▸ **EXERCICE ÉCRIT**:
Pouvez-vous poursuivre le texte sur le régime portugais des résidents non habituels à partir de sa dernière phrase ?

Par Nathalie Cheysson-Kaplan (Pigiste)

Publié le 17 sept. 2018 à 18:45

Institué en 2009, le régime des « résidents non habituels » (RNH) est réservé aux personnes qui s'installent au Portugal et qui n'y ont pas été résidentes au cours des cinq années précédentes. Son application n'est pas automatique. Il faut en faire la demande au plus tard le 31 mars de l'année suivant celle l'installation.

Pour y prétendre, il faut être considéré comme résident fiscal au sens de la loi portugaise, c'est-à-dire avoir séjourné au Portugal plus de 183 jours, d'affilée ou non, au cours de l'année d'installation ou, si cette condition n'est pas remplie, y avoir disposé d'un logement, loué ou acheté, à un moment quelconque de l'année. Cette inscription permet de bénéficier pendant une période de dix ans d'un régime fiscal avantageux.

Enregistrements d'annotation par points
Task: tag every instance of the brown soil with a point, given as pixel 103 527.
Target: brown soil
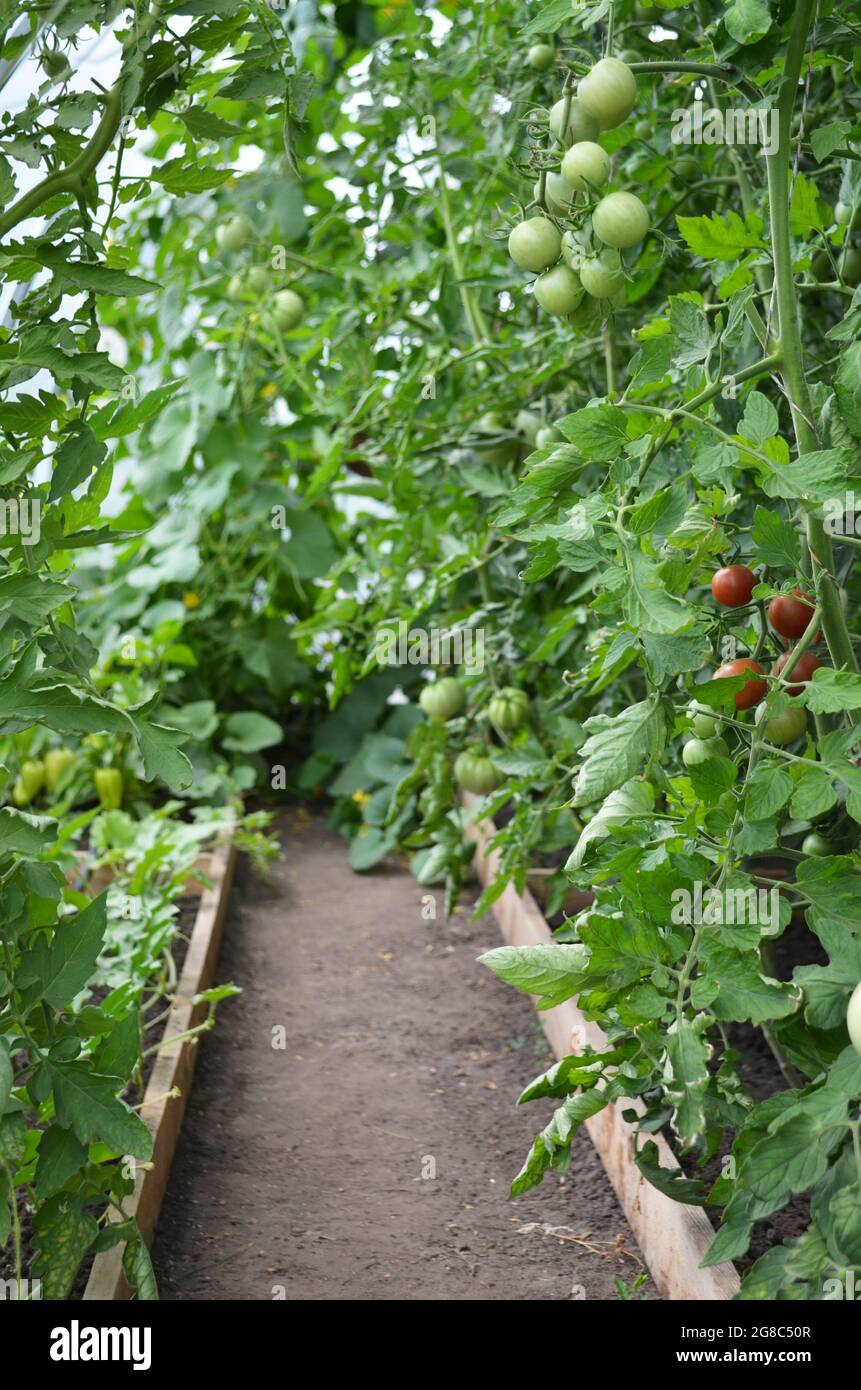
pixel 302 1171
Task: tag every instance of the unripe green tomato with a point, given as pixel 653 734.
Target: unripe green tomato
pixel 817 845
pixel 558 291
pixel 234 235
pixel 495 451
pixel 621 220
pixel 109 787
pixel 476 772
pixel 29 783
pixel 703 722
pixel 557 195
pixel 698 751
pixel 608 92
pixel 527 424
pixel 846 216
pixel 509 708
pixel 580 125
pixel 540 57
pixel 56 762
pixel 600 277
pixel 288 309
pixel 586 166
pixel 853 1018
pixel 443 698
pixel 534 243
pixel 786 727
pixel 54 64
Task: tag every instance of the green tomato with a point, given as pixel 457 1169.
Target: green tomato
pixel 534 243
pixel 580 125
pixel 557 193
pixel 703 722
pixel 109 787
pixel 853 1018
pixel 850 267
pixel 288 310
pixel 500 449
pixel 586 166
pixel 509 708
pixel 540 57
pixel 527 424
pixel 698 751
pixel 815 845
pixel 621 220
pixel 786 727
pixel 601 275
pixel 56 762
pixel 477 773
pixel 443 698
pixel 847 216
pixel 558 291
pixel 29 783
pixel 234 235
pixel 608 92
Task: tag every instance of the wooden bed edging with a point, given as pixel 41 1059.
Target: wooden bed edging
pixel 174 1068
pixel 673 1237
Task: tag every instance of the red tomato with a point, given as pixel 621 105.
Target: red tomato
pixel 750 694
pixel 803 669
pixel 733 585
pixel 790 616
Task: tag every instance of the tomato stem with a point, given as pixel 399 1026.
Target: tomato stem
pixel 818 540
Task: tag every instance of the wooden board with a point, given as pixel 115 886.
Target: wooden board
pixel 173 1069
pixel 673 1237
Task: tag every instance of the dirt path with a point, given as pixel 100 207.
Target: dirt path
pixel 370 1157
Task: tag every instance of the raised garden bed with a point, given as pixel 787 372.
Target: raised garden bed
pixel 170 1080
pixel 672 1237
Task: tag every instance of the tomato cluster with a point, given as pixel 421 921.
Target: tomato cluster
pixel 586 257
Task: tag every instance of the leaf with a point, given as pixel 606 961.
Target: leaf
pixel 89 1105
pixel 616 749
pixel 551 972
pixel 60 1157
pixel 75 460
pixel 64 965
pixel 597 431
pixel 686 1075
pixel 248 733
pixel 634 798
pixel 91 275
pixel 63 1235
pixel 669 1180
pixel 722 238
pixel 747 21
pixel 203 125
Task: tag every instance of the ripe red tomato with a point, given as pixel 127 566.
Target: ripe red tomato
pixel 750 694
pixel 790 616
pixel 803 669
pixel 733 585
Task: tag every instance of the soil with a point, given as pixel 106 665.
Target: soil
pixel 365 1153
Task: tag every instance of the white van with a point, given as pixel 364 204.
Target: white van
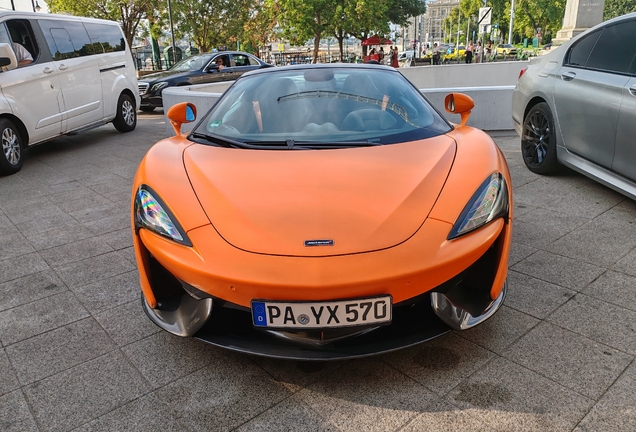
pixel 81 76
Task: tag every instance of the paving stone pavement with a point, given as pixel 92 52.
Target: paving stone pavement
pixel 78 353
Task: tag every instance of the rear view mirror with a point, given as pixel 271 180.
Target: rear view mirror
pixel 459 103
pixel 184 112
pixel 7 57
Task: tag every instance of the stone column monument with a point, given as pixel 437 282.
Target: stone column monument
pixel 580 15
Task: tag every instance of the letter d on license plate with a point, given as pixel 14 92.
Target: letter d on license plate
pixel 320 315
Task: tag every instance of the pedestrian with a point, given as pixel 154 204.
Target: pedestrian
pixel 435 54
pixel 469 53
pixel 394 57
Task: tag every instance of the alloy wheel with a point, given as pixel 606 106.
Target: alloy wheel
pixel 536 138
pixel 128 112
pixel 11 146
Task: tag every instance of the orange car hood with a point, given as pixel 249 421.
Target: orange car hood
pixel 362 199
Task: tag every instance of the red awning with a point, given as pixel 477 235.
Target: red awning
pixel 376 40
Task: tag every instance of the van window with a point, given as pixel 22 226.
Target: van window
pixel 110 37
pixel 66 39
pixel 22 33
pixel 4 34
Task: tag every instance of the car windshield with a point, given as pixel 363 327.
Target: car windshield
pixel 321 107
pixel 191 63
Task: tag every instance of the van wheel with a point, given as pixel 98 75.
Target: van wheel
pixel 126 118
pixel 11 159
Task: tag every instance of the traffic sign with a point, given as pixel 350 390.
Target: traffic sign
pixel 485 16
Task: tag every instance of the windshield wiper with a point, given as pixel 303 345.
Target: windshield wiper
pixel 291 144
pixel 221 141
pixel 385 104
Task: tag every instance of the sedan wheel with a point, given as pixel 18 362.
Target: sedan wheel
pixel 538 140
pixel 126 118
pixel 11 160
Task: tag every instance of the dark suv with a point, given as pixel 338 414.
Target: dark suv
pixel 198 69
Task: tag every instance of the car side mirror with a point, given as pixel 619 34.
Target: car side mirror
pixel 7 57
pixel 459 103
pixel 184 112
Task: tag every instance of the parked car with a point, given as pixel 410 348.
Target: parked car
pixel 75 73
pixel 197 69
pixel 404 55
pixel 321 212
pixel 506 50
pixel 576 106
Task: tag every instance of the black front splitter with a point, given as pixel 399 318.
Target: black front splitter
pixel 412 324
* * *
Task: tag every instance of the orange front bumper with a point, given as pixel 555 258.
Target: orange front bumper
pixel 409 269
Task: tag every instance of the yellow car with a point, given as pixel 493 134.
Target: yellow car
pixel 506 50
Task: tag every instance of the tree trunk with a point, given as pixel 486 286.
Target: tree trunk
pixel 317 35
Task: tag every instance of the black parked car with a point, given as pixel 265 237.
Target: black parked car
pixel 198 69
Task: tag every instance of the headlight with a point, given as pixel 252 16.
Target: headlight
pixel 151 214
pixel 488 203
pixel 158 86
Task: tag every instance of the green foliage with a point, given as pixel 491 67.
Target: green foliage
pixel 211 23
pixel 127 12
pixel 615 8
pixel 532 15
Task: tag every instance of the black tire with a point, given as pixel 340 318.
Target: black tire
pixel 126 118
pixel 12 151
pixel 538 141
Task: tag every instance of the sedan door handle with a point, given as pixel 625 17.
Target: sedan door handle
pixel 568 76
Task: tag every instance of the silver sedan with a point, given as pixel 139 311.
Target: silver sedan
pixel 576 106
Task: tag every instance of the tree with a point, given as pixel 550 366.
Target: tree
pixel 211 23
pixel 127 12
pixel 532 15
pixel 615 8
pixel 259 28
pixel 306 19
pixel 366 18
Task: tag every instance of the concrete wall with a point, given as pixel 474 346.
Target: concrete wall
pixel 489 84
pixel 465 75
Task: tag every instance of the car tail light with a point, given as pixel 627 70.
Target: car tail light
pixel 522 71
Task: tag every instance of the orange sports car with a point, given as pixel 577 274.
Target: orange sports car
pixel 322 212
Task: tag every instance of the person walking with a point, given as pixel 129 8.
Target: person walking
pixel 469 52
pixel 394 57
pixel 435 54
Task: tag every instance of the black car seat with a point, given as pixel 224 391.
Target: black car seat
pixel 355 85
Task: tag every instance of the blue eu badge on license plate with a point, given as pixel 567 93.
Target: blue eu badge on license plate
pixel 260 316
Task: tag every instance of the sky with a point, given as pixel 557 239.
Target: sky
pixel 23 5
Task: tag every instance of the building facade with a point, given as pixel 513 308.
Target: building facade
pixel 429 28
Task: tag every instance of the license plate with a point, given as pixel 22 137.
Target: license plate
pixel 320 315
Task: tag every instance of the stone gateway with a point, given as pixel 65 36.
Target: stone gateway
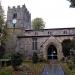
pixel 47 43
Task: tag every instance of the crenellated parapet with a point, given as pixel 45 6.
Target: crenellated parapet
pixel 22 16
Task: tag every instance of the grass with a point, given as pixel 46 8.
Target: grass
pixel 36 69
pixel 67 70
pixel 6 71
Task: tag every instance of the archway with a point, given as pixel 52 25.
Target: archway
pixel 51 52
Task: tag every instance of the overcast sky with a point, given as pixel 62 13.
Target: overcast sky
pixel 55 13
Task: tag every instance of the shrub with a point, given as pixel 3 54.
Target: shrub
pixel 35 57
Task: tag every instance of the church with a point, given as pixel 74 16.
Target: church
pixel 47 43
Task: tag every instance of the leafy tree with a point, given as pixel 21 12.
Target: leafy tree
---
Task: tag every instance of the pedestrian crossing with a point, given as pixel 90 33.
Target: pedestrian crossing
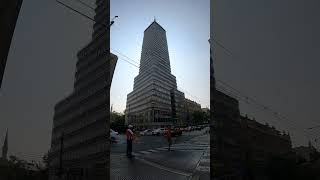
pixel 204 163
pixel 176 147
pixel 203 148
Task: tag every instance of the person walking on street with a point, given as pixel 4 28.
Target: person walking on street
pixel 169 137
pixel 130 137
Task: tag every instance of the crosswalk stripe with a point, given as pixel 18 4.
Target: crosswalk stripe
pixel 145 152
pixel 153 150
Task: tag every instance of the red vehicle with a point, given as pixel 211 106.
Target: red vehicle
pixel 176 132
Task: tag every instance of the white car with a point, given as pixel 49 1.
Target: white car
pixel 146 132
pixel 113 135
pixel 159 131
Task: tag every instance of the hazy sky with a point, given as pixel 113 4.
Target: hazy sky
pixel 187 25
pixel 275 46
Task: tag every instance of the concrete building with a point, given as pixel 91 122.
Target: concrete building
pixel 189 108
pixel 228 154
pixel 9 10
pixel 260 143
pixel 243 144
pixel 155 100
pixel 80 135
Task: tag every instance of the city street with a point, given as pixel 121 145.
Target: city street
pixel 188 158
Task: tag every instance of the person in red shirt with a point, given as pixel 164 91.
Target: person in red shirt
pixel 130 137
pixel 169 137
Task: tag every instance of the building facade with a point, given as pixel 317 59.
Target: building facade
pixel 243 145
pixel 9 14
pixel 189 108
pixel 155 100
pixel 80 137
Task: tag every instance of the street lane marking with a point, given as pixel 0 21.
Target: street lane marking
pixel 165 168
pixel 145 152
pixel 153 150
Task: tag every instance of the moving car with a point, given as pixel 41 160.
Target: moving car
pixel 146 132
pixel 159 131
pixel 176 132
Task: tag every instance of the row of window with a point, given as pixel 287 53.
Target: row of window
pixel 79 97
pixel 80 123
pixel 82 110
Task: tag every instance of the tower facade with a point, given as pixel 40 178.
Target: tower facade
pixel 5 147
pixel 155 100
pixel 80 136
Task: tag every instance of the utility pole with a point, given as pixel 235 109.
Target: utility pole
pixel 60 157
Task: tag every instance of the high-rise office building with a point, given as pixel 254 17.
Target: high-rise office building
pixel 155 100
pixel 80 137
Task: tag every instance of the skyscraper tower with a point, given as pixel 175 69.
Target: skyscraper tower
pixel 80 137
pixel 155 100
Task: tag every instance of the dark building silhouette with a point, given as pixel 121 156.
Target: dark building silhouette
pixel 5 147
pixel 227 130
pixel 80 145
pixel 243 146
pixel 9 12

▸ **RÉPONSE À L'EXERCICE**:
Initialement, ce régime était destiné à attirer les actifs exerçant une activité « à forte valeur ajoutée » : ingénieurs, médecins, architectes, consultants fiscaux ! Il leur permettait de bénéficier d'un taux d'imposition réduit (20 %) pour les revenus de leur activité professionnelle et d'une exonération totale d'impôt pour les revenus d'activité et les revenus du patrimoine de source étrangère (dividendes, intérêts, plus-values…).

Ce régime a été étendu en 2013 aux pensions de retraite. En conséquence, les pensions de retraite de source étrangère - autres que celle versées par les régimes de la fonction publique - sont exonérées d'impôt au Portugal. Or, la convention fiscale franco-portugaise, conforme au modèle OCDE, prévoit que les pensions de retraite sont imposables dans l'Etat de résidence du retraité. Il en résulte une « double non-imposition », d'un côté la France n'ayant pas le droit de les imposer en vertu de la convention fiscale, tandis que de l'autre le Portugal prévoit leur exonération.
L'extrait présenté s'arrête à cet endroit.